TEXTE SOURCE -
┌──

Ainsi, la scène d'ouverture met tout de suite dans l'ambiance : « Meirelles nous plonge in medias res dans les tribulations d'une poule que l'angoisse d'être tuée pousse à échapper à la cordelette qui la retient par la patte. Multiplications des angles de caméra, plans courts et montage parallèle entre l'affûtage du couteau, les « regards » effarés des différents poulets et les étapes diverses de la préparation (cou coupé, trempage dans l'eau bouillante, plumage), jusqu'à l'évasion de la poule qui conduit à une poursuite effrénée et bruyante dans les rues de la favela, le tout sur une samba endiablée et une exagération des sons in (couteau sur la pierre, caquetage des poulets « inquiets », vrombissement d'un camion sous les roues duquel la poule manque de finir).
Dès l'entrée en matière, nous avons une idée du rythme dans lequel nous plongera cette incroyable fête des yeux et des oreilles. En effet, l'incipit illustre une rythmique trépidante qui ne baissera jamais de régime tout au long du film. Nulle longueur, nul ralentissement, si ce n'est pour augmenter la tension dramatique de la scène. Mais l'incipit, au-delà du contrat rythmique, situe également le contrat thématique dans lequel le film entend nous plonger. L'angoisse de la poule renvoie à celle de tous les protagonistes du film : voir les siens mourir, ou être tué. La seule différence entre la poule et les protagonistes humains : eux, peuvent tuer à leur tour. En somme, la scène d'ouverture est une allégorie. » (Patrick Mpondo-Dicka, Fernando Meirelles trop virtuose ?, In Cadrage.net)
Et cette profusion se poursuit de scène en scène. Patrick Mpondo-Dicka parle surtout à ce propos d'une autre scène, celle d'une expédition punitive qui finit en assassinat commis par de jeunes ados sur des enfants (tous ces personnages étant déjà des voyoux ou des truands confirmés...) , mais dans chaque scène, c'est la recherche constante du juste milieu entre le déroulement de l'histoire et la recherche du petit détail qui donnera à cette scène le ton juste pour amener le spectateur là où le réal veut qu'il aille... Chaque mouvement de caméra, chaque zoom, ... témoigne de cette volonté. Des scènes comme ce braquage mort-né par Fusée.
Mais c'est aussi l'ambiance générale qui est travaillée. L'évolution est accompagnée là encore de l'emploi de constantes évolutives dans la réalisation, Evoquons-en trois. l'emploi des couleurs, d'une part : « les transformations urbaines suffisent à exprimer les changements d'époque. Les couleurs chaudes des sixties disparaissent au profit des paillettes disco puis cèdent à la froideur des années 80. Le choix d'une mise en scène stylisée utilisant un vocabulaire formel moderne répond à la volonté d'aborder ce pan de l'histoire sous un angle mythologique. » (Yannick Vély, Film de culte)

Les couleurs, mais aussi l'environnement : la nuit, par exemple, bien qu'elle présente un aspect pratique intéressant, est parfaitement utilisée également dans toute sa symbolique : sombre, voire noirceur, que ce soit des sentiments, de la psychologie, ou des évènements ; mystère, en forme d'élipse ou d'annonce ; ...

└──

DONNÉES -
┌──

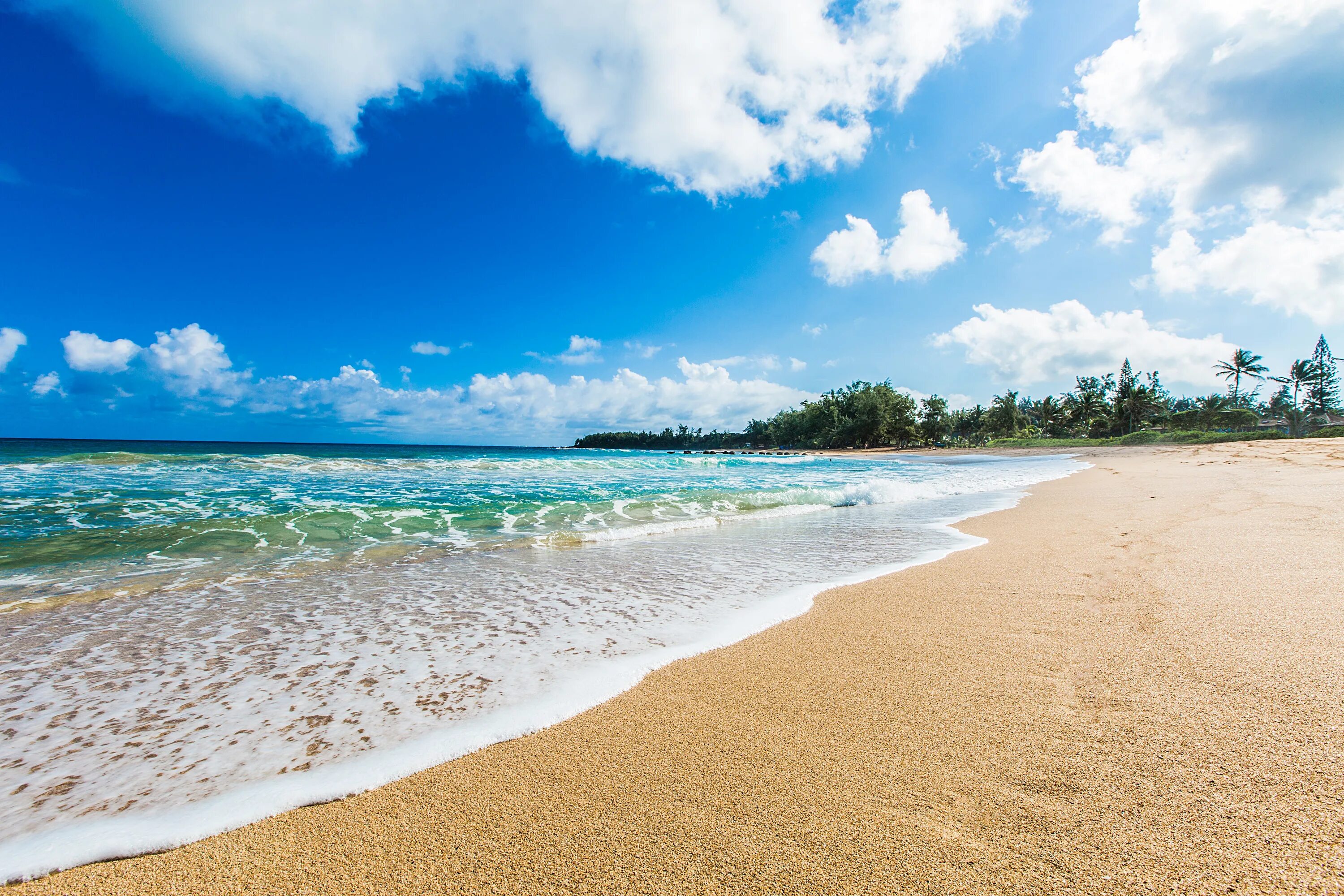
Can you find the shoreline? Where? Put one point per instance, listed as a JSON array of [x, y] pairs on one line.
[[822, 751]]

└──

CONSIGNES -
A - Recopiez sans modification le passage de l'analyse de la mise en scène de Meirelles qui débute aux mots « Et cette profusion » et s'arrête après « mort-né par Fusée. ».
B - Résumez en trois phrases l'analyse de la mise en scène de Meirelles.

RÉPONSES -
A -
Et cette profusion se poursuit de scène en scène. Patrick Mpondo-Dicka parle surtout à ce propos d'une autre scène, celle d'une expédition punitive qui finit en assassinat commis par de jeunes ados sur des enfants (tous ces personnages étant déjà des voyoux ou des truands confirmés...) , mais dans chaque scène, c'est la recherche constante du juste milieu entre le déroulement de l'histoire et la recherche du petit détail qui donnera à cette scène le ton juste pour amener le spectateur là où le réal veut qu'il aille... Chaque mouvement de caméra, chaque zoom, ... témoigne de cette volonté. Des scènes comme ce braquage mort-né par Fusée.

B - La scène d'ouverture, où une poule menacée d'être tuée s'échappe dans les rues de la favela, multiplie angles de caméra, plans courts, montage parallèle et sons exagérés, et fixe d'emblée un rythme trépidant qui ne faiblira pas. Elle pose aussi le contrat thématique du film : l'angoisse de la poule renvoie à celle des protagonistes, qui peuvent toutefois tuer à leur tour, ce qui fait de cette scène une allégorie. Chaque scène cherche ensuite le juste milieu entre le déroulement de l'histoire et le petit détail, tandis que l'ambiance générale évolue à travers les couleurs, qui expriment les changements d'époque, et l'environnement, comme la nuit et sa symbolique.